- **EXERCISE DIRECTIONS**
Copy every line of the data below verbatim, without changing, adding, or omitting anything.

- **EXTRACTED INFORMATION**
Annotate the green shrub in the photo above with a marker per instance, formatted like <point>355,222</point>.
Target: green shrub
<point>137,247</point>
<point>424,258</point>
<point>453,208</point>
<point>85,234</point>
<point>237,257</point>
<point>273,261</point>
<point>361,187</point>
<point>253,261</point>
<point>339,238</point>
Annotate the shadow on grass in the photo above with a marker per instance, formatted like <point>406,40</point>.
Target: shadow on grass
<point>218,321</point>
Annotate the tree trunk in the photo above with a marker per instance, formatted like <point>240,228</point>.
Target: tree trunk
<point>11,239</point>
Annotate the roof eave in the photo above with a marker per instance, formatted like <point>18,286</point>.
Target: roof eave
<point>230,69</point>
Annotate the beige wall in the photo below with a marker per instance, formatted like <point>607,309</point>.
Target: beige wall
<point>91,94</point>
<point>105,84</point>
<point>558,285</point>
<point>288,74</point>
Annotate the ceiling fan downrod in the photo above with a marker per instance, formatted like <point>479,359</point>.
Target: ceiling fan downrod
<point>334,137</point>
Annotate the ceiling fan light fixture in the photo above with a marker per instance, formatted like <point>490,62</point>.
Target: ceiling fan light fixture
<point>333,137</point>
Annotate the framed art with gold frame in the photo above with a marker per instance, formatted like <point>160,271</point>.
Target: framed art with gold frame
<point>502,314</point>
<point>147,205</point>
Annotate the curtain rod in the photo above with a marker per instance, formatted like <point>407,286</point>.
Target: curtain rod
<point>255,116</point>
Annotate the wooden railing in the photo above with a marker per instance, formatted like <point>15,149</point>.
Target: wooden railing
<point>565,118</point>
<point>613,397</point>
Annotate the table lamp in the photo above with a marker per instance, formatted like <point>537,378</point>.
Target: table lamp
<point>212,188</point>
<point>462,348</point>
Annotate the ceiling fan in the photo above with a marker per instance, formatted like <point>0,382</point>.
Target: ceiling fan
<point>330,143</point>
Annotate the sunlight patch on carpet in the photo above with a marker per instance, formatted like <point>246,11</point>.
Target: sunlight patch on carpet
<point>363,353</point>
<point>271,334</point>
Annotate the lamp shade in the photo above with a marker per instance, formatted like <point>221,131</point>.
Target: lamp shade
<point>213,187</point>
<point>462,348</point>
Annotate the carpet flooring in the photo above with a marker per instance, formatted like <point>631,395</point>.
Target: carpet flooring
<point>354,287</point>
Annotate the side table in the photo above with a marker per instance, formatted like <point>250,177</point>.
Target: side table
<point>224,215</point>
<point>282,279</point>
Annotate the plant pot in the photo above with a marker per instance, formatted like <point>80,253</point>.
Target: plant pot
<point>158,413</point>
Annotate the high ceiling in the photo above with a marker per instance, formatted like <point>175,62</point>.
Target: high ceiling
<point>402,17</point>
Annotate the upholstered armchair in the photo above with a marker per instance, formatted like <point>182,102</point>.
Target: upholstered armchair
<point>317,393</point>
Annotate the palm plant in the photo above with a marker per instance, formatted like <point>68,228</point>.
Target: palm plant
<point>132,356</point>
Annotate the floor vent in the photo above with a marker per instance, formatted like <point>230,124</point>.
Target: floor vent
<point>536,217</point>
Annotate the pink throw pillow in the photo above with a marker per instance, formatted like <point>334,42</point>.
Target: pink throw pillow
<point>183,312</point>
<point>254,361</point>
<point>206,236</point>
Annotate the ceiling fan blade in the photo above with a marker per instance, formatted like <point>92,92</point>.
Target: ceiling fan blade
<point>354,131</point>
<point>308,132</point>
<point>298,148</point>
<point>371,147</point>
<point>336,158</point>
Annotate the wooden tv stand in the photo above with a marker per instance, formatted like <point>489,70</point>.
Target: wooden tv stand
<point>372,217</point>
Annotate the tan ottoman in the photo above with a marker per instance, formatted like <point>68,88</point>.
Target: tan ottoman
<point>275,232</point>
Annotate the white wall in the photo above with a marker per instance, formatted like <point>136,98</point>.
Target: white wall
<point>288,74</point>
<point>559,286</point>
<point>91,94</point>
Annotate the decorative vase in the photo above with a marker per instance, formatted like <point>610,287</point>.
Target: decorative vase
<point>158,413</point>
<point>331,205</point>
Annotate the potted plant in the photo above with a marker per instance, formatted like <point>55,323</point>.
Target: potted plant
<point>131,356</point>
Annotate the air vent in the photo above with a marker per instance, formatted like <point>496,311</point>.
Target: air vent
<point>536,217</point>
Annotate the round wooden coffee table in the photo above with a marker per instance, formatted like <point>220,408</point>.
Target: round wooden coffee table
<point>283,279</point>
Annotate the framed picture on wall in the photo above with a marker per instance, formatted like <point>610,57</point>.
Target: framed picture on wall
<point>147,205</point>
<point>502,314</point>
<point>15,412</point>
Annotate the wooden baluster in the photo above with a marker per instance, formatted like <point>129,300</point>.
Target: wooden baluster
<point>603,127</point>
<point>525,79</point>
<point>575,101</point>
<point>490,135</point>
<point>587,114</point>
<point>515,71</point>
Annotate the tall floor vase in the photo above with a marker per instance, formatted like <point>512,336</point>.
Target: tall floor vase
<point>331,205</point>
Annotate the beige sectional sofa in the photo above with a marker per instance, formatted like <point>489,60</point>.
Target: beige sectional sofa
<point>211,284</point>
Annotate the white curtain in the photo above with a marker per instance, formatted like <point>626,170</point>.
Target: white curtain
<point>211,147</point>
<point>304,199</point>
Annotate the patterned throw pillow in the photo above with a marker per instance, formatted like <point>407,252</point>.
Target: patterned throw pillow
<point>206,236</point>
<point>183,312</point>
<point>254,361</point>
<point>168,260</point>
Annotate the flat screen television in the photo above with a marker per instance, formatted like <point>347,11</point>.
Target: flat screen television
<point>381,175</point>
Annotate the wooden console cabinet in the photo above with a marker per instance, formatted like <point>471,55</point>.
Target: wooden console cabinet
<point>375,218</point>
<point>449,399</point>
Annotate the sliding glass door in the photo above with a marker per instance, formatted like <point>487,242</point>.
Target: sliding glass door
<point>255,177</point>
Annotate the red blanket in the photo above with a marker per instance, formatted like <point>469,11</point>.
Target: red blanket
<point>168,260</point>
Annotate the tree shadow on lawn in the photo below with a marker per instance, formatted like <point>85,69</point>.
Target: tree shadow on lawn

- **RESULT FOR THIS EXERCISE**
Annotate the green shrub in the photo above with a marker per instance, formatted like <point>355,222</point>.
Target: green shrub
<point>137,247</point>
<point>424,258</point>
<point>453,208</point>
<point>85,234</point>
<point>237,257</point>
<point>273,261</point>
<point>361,187</point>
<point>253,261</point>
<point>339,238</point>
Annotate the shadow on grass in the photo above with a marker per instance, formatted like <point>406,40</point>.
Target: shadow on grass
<point>218,321</point>
Annotate the tree trunk in the photo above with a marker per instance, formatted like <point>240,228</point>.
Target: tree trunk
<point>11,239</point>
Annotate the roof eave in the photo above with a marker per instance, formatted like <point>18,286</point>.
Target: roof eave
<point>230,69</point>
Annotate the beige wall in the photo below with a marker per instance, formatted like <point>607,309</point>.
Target: beige wall
<point>91,94</point>
<point>105,84</point>
<point>558,285</point>
<point>288,74</point>
Annotate the ceiling fan downrod in the photo above with a marker per instance, formatted like <point>479,359</point>.
Target: ceiling fan downrod
<point>334,137</point>
Annotate the ceiling fan light fixture in the photo above with a marker per instance, formatted like <point>490,62</point>.
Target: ceiling fan light fixture
<point>333,137</point>
Annotate the framed art with gold frame in the photo above with a marker per instance, formatted like <point>160,271</point>.
Target: framed art with gold frame
<point>502,314</point>
<point>147,205</point>
Annotate the curtain rod in the photo above with a marker per instance, formatted like <point>407,286</point>.
Target: curtain rod
<point>255,116</point>
Annotate the wooden railing in the photo above with a marker per instance, formatted like <point>15,149</point>.
Target: wooden railing
<point>565,118</point>
<point>613,397</point>
Annotate the table lamp in the photo above with a marker per instance, formatted like <point>537,378</point>.
Target: table lamp
<point>212,188</point>
<point>462,348</point>
Annotate the ceiling fan in the photo above with a marker per instance, formatted like <point>0,382</point>.
Target: ceiling fan
<point>330,143</point>
Annotate the sunlight patch on carpet in the photo above with a marker per instance, formatted like <point>246,11</point>.
Target: sunlight patch on carpet
<point>363,353</point>
<point>271,334</point>
Annotate the lamp shade in the photo above with a marker per instance, formatted like <point>221,131</point>.
Target: lamp shade
<point>213,187</point>
<point>462,348</point>
Annotate the carpet flooring in the photo above with a marker per instance, formatted like <point>631,395</point>.
Target: carpet flooring
<point>354,287</point>
Annotate the side table in the photo above with a marker per instance, formatted like <point>250,177</point>.
Target: side table
<point>224,215</point>
<point>282,279</point>
Annotate the plant pot in the photo above with a marker per instance, formatted like <point>80,253</point>.
Target: plant pot
<point>158,413</point>
Annotate the high ceiling in the photo above with a marker per instance, formatted like <point>175,62</point>.
Target: high ceiling
<point>402,17</point>
Annotate the upholstered armchair in the photo above with a marker per instance, formatted like <point>182,102</point>.
Target: upholstered armchair
<point>317,393</point>
Annotate the palm plant in the photo above with a marker per instance, formatted like <point>68,228</point>.
Target: palm plant
<point>132,356</point>
Annotate the floor vent in the photo above with a marker per instance, formatted like <point>230,124</point>.
Target: floor vent
<point>536,217</point>
Annotate the pink throw pillow in the photo above with a marker per instance, formatted like <point>334,42</point>.
Target: pink throw pillow
<point>183,312</point>
<point>254,361</point>
<point>206,236</point>
Annotate the ceiling fan blade in the photo above with a marker per instance, formatted like <point>92,92</point>.
Target: ceiling fan blade
<point>354,131</point>
<point>308,132</point>
<point>298,148</point>
<point>371,147</point>
<point>336,158</point>
Annotate the wooden tv stand in the photo above with a marker per instance, formatted like <point>489,70</point>.
Target: wooden tv stand
<point>372,217</point>
Annotate the tan ottoman in the photo above with a marker per instance, formatted like <point>68,88</point>.
Target: tan ottoman
<point>275,232</point>
Annotate the white wall in the photo above with a marker per instance, formatted like <point>136,98</point>.
Target: white wall
<point>288,74</point>
<point>559,286</point>
<point>91,94</point>
Annotate the decorative vase in the photo above with a marker per instance, formatted like <point>610,287</point>.
Target: decorative vase
<point>158,413</point>
<point>331,205</point>
Annotate the potted plant in the photo above with a marker per instance, formatted like <point>55,323</point>.
Target: potted plant
<point>131,356</point>
Annotate the air vent in the photo above with a marker per instance, formatted like <point>496,311</point>.
Target: air vent
<point>536,217</point>
Annotate the round wooden coffee table in the photo above with a marker per instance, formatted like <point>220,408</point>.
Target: round wooden coffee table
<point>283,279</point>
Annotate the framed picture on wall in the photo above with a marker per instance, formatted like <point>610,57</point>.
Target: framed picture on wall
<point>147,205</point>
<point>502,314</point>
<point>15,412</point>
Annotate the wooden baluster in the photo above with a marker per instance, formatted like <point>129,300</point>.
Target: wooden baluster
<point>603,127</point>
<point>525,79</point>
<point>575,101</point>
<point>490,135</point>
<point>587,114</point>
<point>515,71</point>
Annotate the tall floor vase in the photo above with a marker per instance, formatted like <point>512,336</point>.
Target: tall floor vase
<point>331,205</point>
Annotate the beige sectional sofa in the photo above with a marker per instance, formatted like <point>489,60</point>.
Target: beige sectional sofa
<point>211,284</point>
Annotate the white curtain in the photo above with a marker per instance, formatted like <point>626,170</point>.
Target: white curtain
<point>211,147</point>
<point>304,199</point>
Annotate the patterned throw pillow in the photo above with a marker per instance, formatted like <point>407,252</point>.
Target: patterned throw pillow
<point>206,236</point>
<point>183,312</point>
<point>254,361</point>
<point>168,260</point>
Annotate the flat screen television in the photo above with a marker per instance, formatted like <point>347,11</point>.
Target: flat screen television
<point>381,175</point>
Annotate the wooden console cabinet in the photo above with a marker per instance, formatted like <point>471,55</point>.
Target: wooden console cabinet
<point>375,218</point>
<point>449,399</point>
Annotate the sliding glass door in the photo above with a marker per instance, formatted like <point>487,242</point>.
Target: sliding glass door
<point>255,177</point>
Annotate the red blanket in the photo above with a marker per instance, formatted like <point>469,11</point>.
Target: red blanket
<point>168,260</point>
Annotate the tree shadow on lawn in the photo below with a marker per instance, formatted like <point>85,69</point>.
Target: tree shadow on lawn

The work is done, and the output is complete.